*** DATA RECORDS ***

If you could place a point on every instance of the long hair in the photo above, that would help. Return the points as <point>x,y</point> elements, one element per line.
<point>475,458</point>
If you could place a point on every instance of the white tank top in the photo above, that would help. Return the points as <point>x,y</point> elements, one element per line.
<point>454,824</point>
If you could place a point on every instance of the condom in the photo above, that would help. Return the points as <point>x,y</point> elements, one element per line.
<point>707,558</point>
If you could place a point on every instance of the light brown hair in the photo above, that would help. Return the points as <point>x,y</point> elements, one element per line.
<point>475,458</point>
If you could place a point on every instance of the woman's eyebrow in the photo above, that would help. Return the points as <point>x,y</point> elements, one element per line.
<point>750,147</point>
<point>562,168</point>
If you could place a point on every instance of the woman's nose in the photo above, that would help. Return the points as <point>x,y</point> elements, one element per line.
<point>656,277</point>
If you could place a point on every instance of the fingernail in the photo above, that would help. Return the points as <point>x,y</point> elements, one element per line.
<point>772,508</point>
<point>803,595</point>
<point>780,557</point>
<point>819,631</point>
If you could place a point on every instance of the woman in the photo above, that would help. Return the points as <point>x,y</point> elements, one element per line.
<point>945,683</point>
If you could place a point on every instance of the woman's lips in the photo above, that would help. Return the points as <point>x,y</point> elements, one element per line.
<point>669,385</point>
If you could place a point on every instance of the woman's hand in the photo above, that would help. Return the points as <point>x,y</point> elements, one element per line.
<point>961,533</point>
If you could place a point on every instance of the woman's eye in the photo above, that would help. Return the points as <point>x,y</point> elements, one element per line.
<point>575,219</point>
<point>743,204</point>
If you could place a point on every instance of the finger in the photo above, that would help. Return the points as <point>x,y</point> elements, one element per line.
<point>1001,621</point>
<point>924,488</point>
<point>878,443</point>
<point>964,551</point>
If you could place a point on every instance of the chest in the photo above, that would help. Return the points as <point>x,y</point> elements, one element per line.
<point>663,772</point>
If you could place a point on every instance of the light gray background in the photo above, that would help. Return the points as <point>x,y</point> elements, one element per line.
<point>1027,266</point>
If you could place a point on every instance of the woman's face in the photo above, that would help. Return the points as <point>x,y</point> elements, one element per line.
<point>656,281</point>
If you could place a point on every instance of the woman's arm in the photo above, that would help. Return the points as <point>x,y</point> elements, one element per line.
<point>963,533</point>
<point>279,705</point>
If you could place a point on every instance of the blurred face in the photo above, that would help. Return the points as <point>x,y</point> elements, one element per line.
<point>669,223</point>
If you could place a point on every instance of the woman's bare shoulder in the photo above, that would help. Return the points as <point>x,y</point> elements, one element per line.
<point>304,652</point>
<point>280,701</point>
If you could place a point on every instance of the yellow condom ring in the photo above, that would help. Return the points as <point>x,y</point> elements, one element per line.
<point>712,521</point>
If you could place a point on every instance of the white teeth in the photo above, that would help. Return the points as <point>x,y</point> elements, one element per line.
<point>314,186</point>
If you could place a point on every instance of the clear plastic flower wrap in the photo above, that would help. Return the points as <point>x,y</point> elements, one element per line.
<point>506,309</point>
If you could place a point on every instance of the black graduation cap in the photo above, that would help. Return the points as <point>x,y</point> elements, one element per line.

*** End of DATA RECORDS ***

#### WHAT YOU WILL DO
The line with "the woman's bare", the last line of the data above, and every line between them should be duplicated exactly, with nothing else.

#### PROBLEM SOLUTION
If you could place a point on every instance of the woman's bare shoulder in the photo above, that would help. Return the points as <point>x,y</point> elements, one element per line.
<point>304,652</point>
<point>280,701</point>
If you could place a point on every instance of the yellow condom ring in the photo above, that would help. Return the points as <point>x,y</point> elements, one element per line.
<point>712,521</point>
If you could place a point on every instance of the white teeth in the photo above, that would help. Return the points as <point>x,y</point> elements, one element per line.
<point>314,186</point>
If you could place a point on every instance of the clear plastic flower wrap in the photo above, that would help. Return the points as <point>x,y</point> elements, one element per line.
<point>506,309</point>
If you could place a point on every instance of the black graduation cap in the photo above, that would help. Return the points as <point>x,y</point> elements, one element per line.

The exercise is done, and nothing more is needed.